Texto fornecido:

----------------

Mentem, e a CPI nem aí
PEDRO DORIA
O general Eduardo Pazuello desferiu o mais grave ataque contra a democracia brasileira desde o início da CPI da Covid. Um ataque que não foi suficientemente apontado. E um ataque que tem por cúmplice involuntário o presidente da comissão, senador Omar Aziz (PSD-AM). Não há gente suficiente percebendo a gravidade da naturalização da mentira que está ocorrendo ao longo destes depoimentos e de que a CPI é cúmplice. Não estão percebendo que é abrir mão da verdade no debate público que faz corroer a democracia.
O primeiro a mentir foi o ex-secretário de Comunicação Fabio Wajngarten. Afirmou que nada tinha a ver com uma campanha desferida sob seu comando contra a política de isolamento social. O relator, Renan Calheiros (MDB-AL), quis prendê-lo em flagrante. Aziz não topou — e a decisão é dele. Aí o ex-chanceler Ernesto Araújo negou ter atacado a China. Há tuítes, artigos assinados, vídeos. Não importa. Fez na cara dura, escondeu-se atrás da máscara e simplesmente mentiu.
Nunca havia se mentido numa CPI de forma tão descarada, com provas do contrário a um Google de distância. E é por isso que o depoimento do ex-ministro da Saúde é muito mais grave do que o dos outros. Wajngarten e Araújo mentiram fingindo falar a verdade. Pazuello não. Ao dizer que jamais recebeu ordens para não comprar vacinas do Instituto Butantan, foi confrontado com o vídeo em que afirmou “um manda, o outro obedece” perante justamente essa ordem. Dada pelo presidente da República, Jair Bolsonaro. Pazuello não titubeou: “é coisa de internet”, feita por “agente político”.
Ou seja, na lógica torta do ministro, o presidente mente para seus eleitores e fãs, e isso é normal. Pazuello não fingiu que a mentira era verdade. Pazuello chamou a mentira de mentira e falou que é assim que se faz política.

----------------

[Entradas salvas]
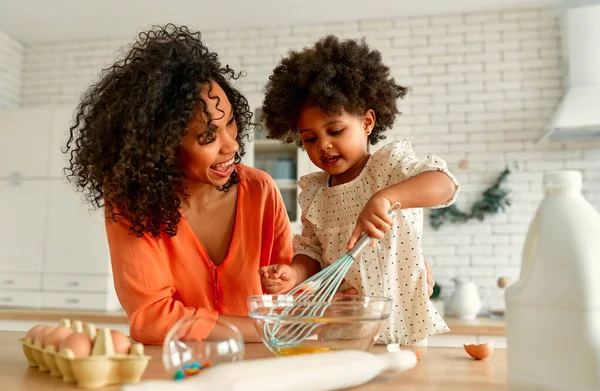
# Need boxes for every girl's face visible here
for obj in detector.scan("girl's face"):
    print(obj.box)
[298,106,375,180]
[181,82,239,187]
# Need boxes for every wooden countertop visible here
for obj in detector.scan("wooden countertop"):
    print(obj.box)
[0,309,505,336]
[0,331,508,391]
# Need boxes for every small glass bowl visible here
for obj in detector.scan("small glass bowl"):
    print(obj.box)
[162,316,245,380]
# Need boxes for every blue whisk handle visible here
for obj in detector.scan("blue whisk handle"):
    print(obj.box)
[348,202,400,259]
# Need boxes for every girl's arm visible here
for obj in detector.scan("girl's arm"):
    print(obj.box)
[347,171,456,250]
[372,171,456,209]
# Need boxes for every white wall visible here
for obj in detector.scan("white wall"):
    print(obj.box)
[0,9,600,307]
[0,31,24,108]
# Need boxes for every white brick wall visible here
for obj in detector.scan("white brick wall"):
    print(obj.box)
[0,32,23,108]
[16,9,600,314]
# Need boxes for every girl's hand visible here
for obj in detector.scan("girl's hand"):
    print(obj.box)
[258,264,298,295]
[346,193,394,250]
[423,259,435,297]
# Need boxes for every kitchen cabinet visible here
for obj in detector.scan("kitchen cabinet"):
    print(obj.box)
[0,107,120,311]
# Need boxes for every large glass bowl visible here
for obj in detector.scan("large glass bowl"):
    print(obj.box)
[247,294,392,356]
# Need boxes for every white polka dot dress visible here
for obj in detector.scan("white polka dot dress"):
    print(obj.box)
[294,139,459,345]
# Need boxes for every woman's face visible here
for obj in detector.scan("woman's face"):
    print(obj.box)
[181,82,239,187]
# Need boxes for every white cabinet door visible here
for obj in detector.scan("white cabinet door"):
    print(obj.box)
[48,106,74,178]
[0,108,52,177]
[44,180,110,275]
[0,181,48,273]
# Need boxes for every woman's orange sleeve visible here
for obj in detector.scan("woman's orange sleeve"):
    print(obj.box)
[106,219,218,345]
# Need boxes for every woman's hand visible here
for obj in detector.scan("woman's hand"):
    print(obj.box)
[347,193,394,250]
[258,264,298,295]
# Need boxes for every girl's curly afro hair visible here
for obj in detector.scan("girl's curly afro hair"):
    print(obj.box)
[65,24,253,236]
[262,35,407,146]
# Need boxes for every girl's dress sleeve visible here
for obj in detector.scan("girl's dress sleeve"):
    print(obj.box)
[373,139,460,209]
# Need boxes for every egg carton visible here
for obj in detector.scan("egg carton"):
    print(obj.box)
[19,319,150,389]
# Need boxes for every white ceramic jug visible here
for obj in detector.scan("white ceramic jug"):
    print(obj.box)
[449,277,481,319]
[505,172,600,391]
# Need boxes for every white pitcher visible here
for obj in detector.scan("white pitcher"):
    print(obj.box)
[505,171,600,391]
[449,277,481,319]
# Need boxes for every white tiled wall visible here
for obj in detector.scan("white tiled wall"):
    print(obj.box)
[0,9,600,307]
[0,31,24,108]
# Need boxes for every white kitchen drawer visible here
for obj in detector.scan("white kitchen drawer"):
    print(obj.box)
[49,106,74,178]
[42,292,110,311]
[44,180,110,275]
[0,180,48,275]
[0,108,52,177]
[0,290,41,308]
[0,273,42,290]
[43,275,112,293]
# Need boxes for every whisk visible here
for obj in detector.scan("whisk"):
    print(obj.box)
[263,202,400,348]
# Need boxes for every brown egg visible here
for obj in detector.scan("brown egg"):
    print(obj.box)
[413,347,423,360]
[464,343,494,360]
[58,333,92,358]
[25,324,49,342]
[110,330,131,354]
[44,327,73,349]
[35,325,56,346]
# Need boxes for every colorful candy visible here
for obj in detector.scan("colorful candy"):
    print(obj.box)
[173,362,213,380]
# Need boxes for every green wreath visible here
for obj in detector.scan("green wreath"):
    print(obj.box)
[430,167,510,230]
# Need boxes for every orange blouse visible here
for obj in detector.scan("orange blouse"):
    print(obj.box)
[106,165,292,344]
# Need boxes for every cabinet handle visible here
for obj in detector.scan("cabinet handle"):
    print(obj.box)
[8,172,21,186]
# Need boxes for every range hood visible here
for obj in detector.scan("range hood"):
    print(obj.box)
[540,4,600,141]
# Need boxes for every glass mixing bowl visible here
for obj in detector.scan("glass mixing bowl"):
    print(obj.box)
[247,294,392,356]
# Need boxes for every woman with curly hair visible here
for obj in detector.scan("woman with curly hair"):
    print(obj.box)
[67,25,292,344]
[261,36,458,345]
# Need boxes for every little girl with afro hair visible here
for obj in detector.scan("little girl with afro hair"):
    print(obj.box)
[261,36,459,346]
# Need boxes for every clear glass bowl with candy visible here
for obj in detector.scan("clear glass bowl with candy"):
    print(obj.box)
[162,316,244,380]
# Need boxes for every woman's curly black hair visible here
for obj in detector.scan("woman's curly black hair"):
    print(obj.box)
[262,35,407,146]
[64,24,253,236]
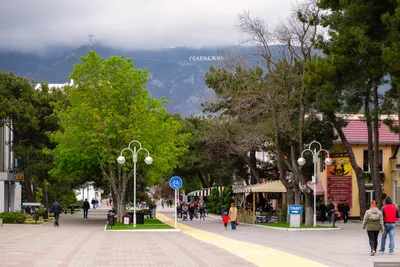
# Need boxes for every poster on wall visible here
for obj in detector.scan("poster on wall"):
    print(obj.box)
[327,154,352,207]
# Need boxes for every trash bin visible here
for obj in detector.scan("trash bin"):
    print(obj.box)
[107,214,115,226]
[136,212,144,224]
[126,212,133,223]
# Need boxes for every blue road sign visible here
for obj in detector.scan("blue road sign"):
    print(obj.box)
[169,176,182,190]
[289,205,303,215]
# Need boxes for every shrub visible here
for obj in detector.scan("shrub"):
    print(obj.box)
[0,212,27,223]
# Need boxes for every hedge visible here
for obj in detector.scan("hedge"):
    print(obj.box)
[0,212,27,223]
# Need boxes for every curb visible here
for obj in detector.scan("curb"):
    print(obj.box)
[207,215,342,232]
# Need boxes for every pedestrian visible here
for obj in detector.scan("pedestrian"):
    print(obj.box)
[222,212,229,230]
[319,202,326,223]
[82,198,90,219]
[362,200,384,256]
[379,197,400,255]
[50,200,62,227]
[343,199,350,223]
[221,205,226,218]
[229,203,237,230]
[326,199,335,223]
[338,199,344,222]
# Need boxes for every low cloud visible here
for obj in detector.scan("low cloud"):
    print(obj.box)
[0,0,293,53]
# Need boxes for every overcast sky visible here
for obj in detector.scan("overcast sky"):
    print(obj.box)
[0,0,294,53]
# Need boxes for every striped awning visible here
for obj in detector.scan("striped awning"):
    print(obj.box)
[187,186,225,197]
[233,181,286,193]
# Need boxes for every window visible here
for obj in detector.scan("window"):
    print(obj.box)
[363,150,383,172]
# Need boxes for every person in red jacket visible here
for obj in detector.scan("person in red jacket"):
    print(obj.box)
[222,212,229,230]
[379,197,400,255]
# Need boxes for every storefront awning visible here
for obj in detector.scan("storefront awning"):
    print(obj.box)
[187,186,225,197]
[233,181,286,193]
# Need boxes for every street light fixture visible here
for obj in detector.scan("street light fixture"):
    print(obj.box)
[297,141,333,227]
[117,140,153,228]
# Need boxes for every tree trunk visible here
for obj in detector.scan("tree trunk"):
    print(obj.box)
[41,180,49,212]
[22,156,35,202]
[331,114,368,220]
[304,193,314,226]
[115,195,125,222]
[247,149,260,184]
[371,82,383,208]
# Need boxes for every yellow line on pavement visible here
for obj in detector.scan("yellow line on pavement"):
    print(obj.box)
[157,213,327,267]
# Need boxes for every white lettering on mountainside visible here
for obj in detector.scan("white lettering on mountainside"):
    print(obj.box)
[189,56,225,61]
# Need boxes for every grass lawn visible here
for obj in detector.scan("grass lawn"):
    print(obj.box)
[260,223,336,228]
[107,218,174,230]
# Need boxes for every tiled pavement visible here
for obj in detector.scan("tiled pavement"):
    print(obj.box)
[160,209,400,267]
[0,210,254,267]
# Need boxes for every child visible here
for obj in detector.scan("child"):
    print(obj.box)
[222,212,229,230]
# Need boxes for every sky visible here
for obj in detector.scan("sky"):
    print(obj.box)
[0,0,294,53]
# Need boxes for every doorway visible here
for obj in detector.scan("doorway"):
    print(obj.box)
[365,190,375,207]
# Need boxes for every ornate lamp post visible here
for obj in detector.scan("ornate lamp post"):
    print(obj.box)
[117,140,153,228]
[297,141,333,227]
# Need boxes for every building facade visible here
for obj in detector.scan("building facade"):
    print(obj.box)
[318,119,400,217]
[0,120,23,212]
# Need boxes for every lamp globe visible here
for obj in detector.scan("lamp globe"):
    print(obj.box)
[144,156,153,164]
[117,156,125,164]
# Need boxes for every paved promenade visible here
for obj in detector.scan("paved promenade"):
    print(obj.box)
[159,209,400,267]
[0,209,255,267]
[0,204,400,267]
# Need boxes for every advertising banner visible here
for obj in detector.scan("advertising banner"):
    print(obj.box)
[327,154,352,207]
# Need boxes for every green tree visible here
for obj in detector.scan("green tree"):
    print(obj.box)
[51,52,187,219]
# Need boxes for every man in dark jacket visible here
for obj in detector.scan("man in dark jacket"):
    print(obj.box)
[82,198,90,219]
[51,200,62,226]
[379,197,400,255]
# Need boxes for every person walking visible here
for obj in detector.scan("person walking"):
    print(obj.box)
[51,200,62,227]
[319,202,326,223]
[82,198,90,219]
[362,200,384,256]
[229,203,237,230]
[343,199,350,223]
[379,197,400,255]
[221,205,226,218]
[222,212,229,230]
[326,199,335,223]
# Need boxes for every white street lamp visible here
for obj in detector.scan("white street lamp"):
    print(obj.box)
[297,141,333,227]
[117,140,153,228]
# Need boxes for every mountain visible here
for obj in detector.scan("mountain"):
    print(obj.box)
[0,45,241,116]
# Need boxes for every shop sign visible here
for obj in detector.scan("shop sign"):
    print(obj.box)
[327,157,353,207]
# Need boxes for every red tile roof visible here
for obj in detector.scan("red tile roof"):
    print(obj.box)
[335,119,400,145]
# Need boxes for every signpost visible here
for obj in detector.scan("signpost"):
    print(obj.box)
[169,176,182,229]
[289,205,303,227]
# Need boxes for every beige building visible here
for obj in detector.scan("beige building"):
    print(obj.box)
[318,118,400,216]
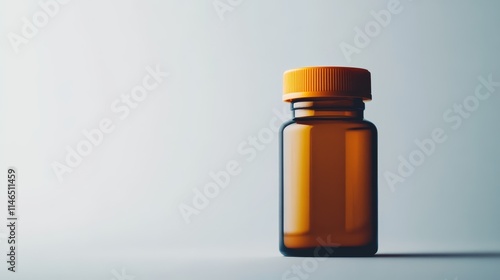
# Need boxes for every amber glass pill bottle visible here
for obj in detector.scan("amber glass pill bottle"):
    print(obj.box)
[280,67,378,257]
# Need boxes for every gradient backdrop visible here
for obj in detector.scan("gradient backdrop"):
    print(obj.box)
[0,0,500,280]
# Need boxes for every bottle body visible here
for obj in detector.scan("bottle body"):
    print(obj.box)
[280,99,378,257]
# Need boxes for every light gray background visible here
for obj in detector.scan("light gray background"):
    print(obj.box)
[0,0,500,280]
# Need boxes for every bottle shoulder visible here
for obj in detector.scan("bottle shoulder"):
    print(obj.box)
[281,119,377,132]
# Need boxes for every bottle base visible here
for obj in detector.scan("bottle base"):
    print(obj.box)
[280,244,378,258]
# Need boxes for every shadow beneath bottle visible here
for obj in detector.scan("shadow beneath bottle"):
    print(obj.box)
[374,252,500,258]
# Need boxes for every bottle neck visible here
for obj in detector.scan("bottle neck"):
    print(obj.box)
[292,98,365,120]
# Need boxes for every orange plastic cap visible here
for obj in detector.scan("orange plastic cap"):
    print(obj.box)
[283,66,372,102]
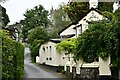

----------------

Tarefa proposta:
Transcreva sem alterações o trecho do artigo sobre a CPI da Covid que começa em "O primeiro a" e segue até "e simplesmente mentiu.". Os dados não precisam ser consultados.

Resposta do exercício:
O primeiro a mentir foi o ex-secretário de Comunicação Fabio Wajngarten. Afirmou que nada tinha a ver com uma campanha desferida sob seu comando contra a política de isolamento social. O relator, Renan Calheiros (MDB-AL), quis prendê-lo em flagrante. Aziz não topou — e a decisão é dele. Aí o ex-chanceler Ernesto Araújo negou ter atacado a China. Há tuítes, artigos assinados, vídeos. Não importa. Fez na cara dura, escondeu-se atrás da máscara e simplesmente mentiu.